Your objective:
Render the material from the line containing "look for metal" through the end of the material as a Markdown table with the columns n and Line, numbering each row and leaving out blank lines.

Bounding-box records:
= = = = = = =

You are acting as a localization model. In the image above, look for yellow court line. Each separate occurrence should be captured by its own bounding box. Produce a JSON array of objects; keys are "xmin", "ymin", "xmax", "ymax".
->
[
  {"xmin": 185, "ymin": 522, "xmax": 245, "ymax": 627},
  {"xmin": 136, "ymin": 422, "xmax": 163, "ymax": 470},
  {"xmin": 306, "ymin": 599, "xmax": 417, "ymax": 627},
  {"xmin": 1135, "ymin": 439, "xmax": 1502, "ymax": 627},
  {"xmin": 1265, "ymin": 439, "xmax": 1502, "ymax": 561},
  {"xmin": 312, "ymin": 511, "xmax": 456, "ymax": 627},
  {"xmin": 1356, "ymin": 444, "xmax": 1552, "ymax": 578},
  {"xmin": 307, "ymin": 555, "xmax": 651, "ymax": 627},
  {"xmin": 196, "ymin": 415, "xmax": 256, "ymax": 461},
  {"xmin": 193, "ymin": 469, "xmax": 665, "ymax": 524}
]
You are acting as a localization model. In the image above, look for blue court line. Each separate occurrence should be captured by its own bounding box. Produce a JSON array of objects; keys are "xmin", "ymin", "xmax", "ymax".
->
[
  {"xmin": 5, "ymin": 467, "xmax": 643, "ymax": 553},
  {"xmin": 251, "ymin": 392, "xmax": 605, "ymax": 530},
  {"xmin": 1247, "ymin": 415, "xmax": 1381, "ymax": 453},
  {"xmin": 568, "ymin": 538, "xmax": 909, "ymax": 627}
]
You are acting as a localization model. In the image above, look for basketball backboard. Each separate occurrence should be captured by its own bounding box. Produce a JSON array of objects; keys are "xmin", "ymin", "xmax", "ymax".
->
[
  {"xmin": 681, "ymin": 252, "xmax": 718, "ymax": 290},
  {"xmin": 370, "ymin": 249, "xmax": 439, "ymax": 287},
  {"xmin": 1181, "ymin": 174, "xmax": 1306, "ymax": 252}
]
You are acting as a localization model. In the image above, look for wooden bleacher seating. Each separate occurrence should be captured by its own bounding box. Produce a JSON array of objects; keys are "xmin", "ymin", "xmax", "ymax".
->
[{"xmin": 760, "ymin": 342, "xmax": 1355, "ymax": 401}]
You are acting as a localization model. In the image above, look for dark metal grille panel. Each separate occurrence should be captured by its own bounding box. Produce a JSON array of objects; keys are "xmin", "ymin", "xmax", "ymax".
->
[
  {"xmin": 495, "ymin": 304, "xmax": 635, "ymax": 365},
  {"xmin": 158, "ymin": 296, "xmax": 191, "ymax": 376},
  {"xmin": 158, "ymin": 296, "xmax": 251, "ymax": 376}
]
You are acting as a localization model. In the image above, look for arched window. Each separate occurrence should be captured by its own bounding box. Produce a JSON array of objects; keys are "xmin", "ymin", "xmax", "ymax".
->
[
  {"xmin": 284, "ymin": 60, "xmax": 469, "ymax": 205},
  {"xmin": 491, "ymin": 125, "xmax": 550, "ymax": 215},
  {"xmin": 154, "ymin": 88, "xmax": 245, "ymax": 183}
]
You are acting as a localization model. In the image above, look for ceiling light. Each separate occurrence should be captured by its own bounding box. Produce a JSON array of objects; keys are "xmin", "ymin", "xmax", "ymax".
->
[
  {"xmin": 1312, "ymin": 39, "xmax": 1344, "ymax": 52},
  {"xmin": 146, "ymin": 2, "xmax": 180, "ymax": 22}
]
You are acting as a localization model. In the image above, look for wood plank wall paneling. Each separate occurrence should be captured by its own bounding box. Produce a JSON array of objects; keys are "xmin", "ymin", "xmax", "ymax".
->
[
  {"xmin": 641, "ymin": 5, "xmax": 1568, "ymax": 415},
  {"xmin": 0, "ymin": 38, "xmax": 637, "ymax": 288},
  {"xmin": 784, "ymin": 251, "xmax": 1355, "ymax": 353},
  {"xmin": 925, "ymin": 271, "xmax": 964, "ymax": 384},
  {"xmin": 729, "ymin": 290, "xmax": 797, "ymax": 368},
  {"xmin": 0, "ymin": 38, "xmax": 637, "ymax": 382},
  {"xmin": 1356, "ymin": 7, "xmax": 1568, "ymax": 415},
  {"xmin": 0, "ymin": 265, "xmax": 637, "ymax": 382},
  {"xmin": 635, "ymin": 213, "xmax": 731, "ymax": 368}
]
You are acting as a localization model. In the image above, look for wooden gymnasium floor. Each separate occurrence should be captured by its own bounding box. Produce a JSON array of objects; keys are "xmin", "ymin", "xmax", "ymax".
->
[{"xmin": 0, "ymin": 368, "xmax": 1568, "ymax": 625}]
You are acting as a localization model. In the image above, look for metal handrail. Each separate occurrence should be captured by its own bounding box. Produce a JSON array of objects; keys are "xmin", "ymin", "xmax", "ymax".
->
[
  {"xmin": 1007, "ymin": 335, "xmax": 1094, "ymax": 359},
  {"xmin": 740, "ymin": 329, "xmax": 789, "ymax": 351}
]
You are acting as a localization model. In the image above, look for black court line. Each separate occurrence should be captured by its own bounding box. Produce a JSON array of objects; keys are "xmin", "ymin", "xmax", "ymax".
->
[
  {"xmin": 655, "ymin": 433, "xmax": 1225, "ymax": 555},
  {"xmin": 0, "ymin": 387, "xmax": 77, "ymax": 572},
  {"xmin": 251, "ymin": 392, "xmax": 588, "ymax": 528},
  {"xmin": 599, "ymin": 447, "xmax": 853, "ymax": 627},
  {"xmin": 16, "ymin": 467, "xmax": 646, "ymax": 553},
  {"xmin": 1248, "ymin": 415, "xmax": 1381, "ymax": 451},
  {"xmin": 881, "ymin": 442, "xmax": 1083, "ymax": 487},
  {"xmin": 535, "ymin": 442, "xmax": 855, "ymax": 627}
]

= = = = = = =

Correct answer:
| n | Line |
|---|---|
| 1 | You are acting as a localization model. In the image above, look for metal handrail. Each separate occurrence should be captured by its own bounding box. Produce a JSON array of objects; keys are "xmin", "ymin", "xmax", "ymax". |
| 2 | -> |
| 3 | [ |
| 4 |   {"xmin": 1007, "ymin": 335, "xmax": 1094, "ymax": 359}, |
| 5 |   {"xmin": 740, "ymin": 329, "xmax": 789, "ymax": 351} |
| 6 | ] |
| 7 | You are acting as a localization model. In the image above, look for black court line. Each separate occurrence should be captured by its own bounding box. Produce a JSON array of objects; keys are "xmin", "ymin", "xmax", "ymax". |
| 8 | -> |
| 9 | [ |
| 10 |   {"xmin": 655, "ymin": 433, "xmax": 1225, "ymax": 555}, |
| 11 |   {"xmin": 0, "ymin": 387, "xmax": 77, "ymax": 572}, |
| 12 |   {"xmin": 251, "ymin": 392, "xmax": 588, "ymax": 528}, |
| 13 |   {"xmin": 599, "ymin": 447, "xmax": 853, "ymax": 627}, |
| 14 |   {"xmin": 16, "ymin": 467, "xmax": 646, "ymax": 553}, |
| 15 |   {"xmin": 1248, "ymin": 415, "xmax": 1381, "ymax": 451}, |
| 16 |   {"xmin": 881, "ymin": 442, "xmax": 1083, "ymax": 487}, |
| 17 |   {"xmin": 535, "ymin": 442, "xmax": 855, "ymax": 627} |
| 18 | ] |